§ **PROBLEM DESCRIPTION**:
Rewrite all of the material below, changing each "one point per instance" to "a single point for each instance" and leaving everything else untouched.

§ **MATERIAL TO PROCESS**:
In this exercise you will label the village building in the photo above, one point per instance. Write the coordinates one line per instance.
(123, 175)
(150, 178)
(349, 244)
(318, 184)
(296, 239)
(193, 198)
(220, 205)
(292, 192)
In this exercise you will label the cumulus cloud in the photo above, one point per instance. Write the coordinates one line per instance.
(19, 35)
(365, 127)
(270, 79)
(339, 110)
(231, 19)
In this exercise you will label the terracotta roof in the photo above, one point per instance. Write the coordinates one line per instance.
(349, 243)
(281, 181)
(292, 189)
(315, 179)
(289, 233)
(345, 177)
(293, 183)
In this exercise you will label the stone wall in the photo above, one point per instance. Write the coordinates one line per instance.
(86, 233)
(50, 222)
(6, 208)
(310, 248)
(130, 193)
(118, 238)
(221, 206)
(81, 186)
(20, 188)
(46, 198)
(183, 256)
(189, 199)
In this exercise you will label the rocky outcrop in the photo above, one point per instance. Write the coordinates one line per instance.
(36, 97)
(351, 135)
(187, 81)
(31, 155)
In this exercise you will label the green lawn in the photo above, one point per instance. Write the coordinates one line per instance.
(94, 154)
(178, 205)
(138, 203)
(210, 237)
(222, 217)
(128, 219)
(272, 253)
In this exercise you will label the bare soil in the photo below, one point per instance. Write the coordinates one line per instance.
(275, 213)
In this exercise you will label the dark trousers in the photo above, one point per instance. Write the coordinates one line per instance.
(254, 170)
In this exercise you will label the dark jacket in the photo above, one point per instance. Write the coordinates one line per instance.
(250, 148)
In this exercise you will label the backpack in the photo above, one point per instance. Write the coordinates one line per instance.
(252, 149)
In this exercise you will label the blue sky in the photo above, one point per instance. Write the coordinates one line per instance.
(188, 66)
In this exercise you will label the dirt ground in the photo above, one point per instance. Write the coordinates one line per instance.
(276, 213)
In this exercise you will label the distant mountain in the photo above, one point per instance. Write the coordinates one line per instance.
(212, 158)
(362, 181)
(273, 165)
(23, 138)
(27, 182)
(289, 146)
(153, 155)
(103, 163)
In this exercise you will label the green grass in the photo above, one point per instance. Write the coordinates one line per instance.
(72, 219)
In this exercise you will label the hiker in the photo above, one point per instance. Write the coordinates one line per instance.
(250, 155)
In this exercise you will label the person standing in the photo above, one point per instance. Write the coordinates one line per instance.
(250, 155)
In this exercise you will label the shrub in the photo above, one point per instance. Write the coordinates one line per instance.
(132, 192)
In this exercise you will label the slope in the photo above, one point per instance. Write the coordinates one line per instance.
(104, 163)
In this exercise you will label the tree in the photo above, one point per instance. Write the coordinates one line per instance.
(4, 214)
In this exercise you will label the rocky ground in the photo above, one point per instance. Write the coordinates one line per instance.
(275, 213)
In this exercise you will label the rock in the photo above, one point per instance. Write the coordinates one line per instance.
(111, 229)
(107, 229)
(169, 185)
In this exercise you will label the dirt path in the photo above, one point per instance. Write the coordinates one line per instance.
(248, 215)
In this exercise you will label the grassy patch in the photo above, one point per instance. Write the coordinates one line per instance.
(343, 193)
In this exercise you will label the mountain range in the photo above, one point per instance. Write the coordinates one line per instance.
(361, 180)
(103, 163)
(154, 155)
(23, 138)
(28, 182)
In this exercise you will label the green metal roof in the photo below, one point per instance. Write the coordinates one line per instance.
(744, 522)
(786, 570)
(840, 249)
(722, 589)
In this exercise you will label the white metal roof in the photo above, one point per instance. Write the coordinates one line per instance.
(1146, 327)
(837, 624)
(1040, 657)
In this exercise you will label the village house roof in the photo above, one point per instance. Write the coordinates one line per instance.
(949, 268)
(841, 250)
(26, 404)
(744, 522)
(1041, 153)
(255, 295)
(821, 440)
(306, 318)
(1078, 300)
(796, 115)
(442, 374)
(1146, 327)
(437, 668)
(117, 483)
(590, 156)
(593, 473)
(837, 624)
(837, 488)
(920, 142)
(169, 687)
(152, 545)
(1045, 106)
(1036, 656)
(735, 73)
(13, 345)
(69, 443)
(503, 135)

§ **REPLY**:
In this exercise you will label the village building in the photo above, a single point for each instance. Write the coordinates one line per instance.
(123, 175)
(150, 178)
(349, 244)
(318, 184)
(296, 239)
(193, 198)
(220, 205)
(292, 192)
In this exercise you will label the cumulus cloud in the photo above, a single point for each instance. Write the coordinates one line per instance.
(19, 35)
(365, 127)
(270, 79)
(339, 110)
(231, 19)
In this exercise you will label the terracotta roof in the photo above, a single point for each instance. Write the coordinates one line per instance.
(349, 243)
(281, 181)
(292, 189)
(315, 179)
(289, 233)
(345, 177)
(293, 183)
In this exercise you will label the stone wall in the photo above, a single point for each instance. Write the coordinates one line per instance.
(86, 233)
(50, 222)
(6, 208)
(310, 248)
(130, 193)
(118, 238)
(221, 206)
(81, 186)
(20, 188)
(46, 198)
(183, 256)
(189, 199)
In this exercise you will label the rocky outcrop in the photo above, a single point for each instance. Write the coordinates one line per instance.
(36, 97)
(351, 135)
(187, 81)
(31, 155)
In this exercise you will label the green lawn in the photo above, a single point for each instance. Write the coordinates one line per instance.
(94, 154)
(178, 205)
(138, 203)
(210, 237)
(222, 217)
(128, 219)
(272, 253)
In this exercise you will label the bare soil in the photo below, a single point for each instance. Write the coordinates one line per instance.
(275, 213)
In this exercise you will label the dark trousers in the photo above, a single point for each instance. Write the coordinates one line per instance.
(254, 170)
In this exercise you will label the dark jacket in the photo above, a single point for each instance. Write the coordinates one line per instance.
(250, 148)
In this exercise you will label the backpack in the photo above, a single point for each instance. Write the coordinates one line per instance.
(252, 149)
In this exercise you will label the blue sky in the photo above, a single point for each instance. Write the coordinates one line per instance.
(188, 66)
In this exercise you will label the dirt ground in the photo above, a single point for each instance. Write the coordinates one line per instance.
(276, 213)
In this exercise you will label the distant mountain in the photo above, a single point for each instance. Write the coordinates one line per instance.
(212, 158)
(362, 181)
(273, 165)
(23, 138)
(27, 182)
(289, 146)
(153, 155)
(103, 163)
In this exercise you will label the green grass in the photo above, a single point for each instance. Write the coordinates one line per instance.
(72, 219)
In this exercise you will label the hiker in the photo above, a single point for each instance. Write the coordinates one line per instance.
(250, 155)
In this exercise you will label the person standing in the photo above, a single point for each instance. Write the coordinates one line per instance.
(250, 155)
In this exercise you will label the shrub in the photo above, a single point for each instance. Write the coordinates one line per instance.
(132, 192)
In this exercise you will label the slope in the photo above, a single point for each instance. Write the coordinates one line per instance.
(104, 163)
In this exercise you will label the tree in the photo above, a single point for each instance. Write the coordinates one line per instance.
(4, 214)
In this exercise you will label the rocky ground in the photo above, a single point for each instance. Write the coordinates one line per instance.
(275, 213)
In this exercise you will label the rock in the photo above, a single point for each instance. Write the coordinates one line per instance.
(111, 229)
(107, 229)
(169, 185)
In this exercise you will label the dirt path in the photo above, a single point for each instance. Write the coordinates one line per instance.
(248, 215)
In this exercise you will label the grassy patch in the photo above, a single point for each instance. Write the coordinates one line per instance.
(343, 193)
In this exercise you will label the mountain range in the photo above, a single point for each instance. Write the coordinates one line per instance.
(361, 180)
(103, 163)
(154, 155)
(23, 138)
(28, 182)
In this exercise you will label the green metal roof in the photo below, a single point for each instance. Write the coordinates one line per instance.
(744, 522)
(786, 570)
(840, 249)
(722, 589)
In this exercise you will label the white metal roof in the photo above, a single point for each instance. Write the coordinates one line per instance.
(1146, 327)
(837, 624)
(1040, 657)
In this exercise you will label the village house roof in the photo above, a single point for each instance. Write the coordinates one line per instance.
(949, 268)
(841, 250)
(26, 404)
(744, 522)
(1041, 153)
(255, 295)
(821, 440)
(306, 318)
(1078, 300)
(796, 115)
(442, 374)
(1146, 327)
(437, 668)
(117, 483)
(590, 156)
(593, 473)
(837, 624)
(837, 488)
(920, 142)
(169, 687)
(152, 545)
(1045, 106)
(1036, 656)
(735, 73)
(13, 345)
(69, 443)
(503, 135)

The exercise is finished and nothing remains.